**OBJECTIVE**:
Copy the material below word for word, starting at the line that contains "Target: trophy plaque" and continuing through the last line of the material.

**Records in a dataset**:
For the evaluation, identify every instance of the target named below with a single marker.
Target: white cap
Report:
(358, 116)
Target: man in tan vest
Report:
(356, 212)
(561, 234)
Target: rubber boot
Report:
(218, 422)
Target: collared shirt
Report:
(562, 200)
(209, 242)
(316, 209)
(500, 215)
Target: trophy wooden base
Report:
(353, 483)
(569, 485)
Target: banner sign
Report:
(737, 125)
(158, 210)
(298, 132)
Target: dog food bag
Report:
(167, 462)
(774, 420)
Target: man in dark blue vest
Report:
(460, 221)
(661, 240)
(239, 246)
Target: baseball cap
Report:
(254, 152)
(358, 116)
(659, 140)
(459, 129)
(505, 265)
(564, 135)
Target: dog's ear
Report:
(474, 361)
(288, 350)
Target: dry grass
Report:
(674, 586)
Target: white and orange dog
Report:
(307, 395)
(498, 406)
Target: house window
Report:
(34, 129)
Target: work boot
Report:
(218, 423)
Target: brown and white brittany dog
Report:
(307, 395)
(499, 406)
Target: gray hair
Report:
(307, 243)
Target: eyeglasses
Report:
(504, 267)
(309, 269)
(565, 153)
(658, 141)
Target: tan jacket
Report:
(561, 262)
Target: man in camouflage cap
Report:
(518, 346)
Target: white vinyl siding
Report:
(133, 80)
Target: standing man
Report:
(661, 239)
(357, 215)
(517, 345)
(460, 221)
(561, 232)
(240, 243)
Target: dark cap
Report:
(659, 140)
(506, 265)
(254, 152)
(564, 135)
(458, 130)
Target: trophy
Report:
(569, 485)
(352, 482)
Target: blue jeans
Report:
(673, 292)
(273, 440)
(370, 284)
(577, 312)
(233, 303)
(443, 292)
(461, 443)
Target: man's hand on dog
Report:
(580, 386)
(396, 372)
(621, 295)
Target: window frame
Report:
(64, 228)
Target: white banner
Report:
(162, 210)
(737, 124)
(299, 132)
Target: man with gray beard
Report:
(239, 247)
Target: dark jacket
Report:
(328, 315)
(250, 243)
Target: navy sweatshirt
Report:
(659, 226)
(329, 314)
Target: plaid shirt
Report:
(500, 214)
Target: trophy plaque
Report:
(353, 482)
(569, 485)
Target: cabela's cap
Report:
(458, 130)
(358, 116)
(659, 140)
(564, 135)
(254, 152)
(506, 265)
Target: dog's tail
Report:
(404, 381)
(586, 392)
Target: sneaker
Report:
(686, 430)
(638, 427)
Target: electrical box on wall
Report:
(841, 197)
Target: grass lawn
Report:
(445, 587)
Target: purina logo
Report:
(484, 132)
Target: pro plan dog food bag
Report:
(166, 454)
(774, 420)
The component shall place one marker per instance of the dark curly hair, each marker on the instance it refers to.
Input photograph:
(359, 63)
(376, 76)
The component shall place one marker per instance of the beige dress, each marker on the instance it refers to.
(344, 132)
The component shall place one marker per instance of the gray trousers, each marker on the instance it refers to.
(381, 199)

**THE REPLY**:
Target: trophy plaque
Report:
(353, 482)
(569, 485)
Target: cabela's cap
Report:
(458, 130)
(358, 116)
(659, 140)
(564, 135)
(254, 152)
(506, 265)
Target: dog's tail
Report:
(404, 381)
(586, 392)
Target: sneaker
Report:
(686, 430)
(638, 427)
Target: electrical box on wall
Report:
(841, 197)
Target: grass lawn
Report:
(445, 587)
Target: purina logo
Report:
(484, 132)
Target: pro plan dog food bag
Report:
(166, 454)
(774, 420)
The component shall place one marker per instance of the dark curly hair, each marker on the instance it refers to.
Input photograph:
(359, 63)
(376, 76)
The component shall place one marker per instance of the beige dress, each marker on the instance it refers to.
(344, 132)
The component shall place one marker per instance of the gray trousers, each marker on the instance it refers to.
(381, 199)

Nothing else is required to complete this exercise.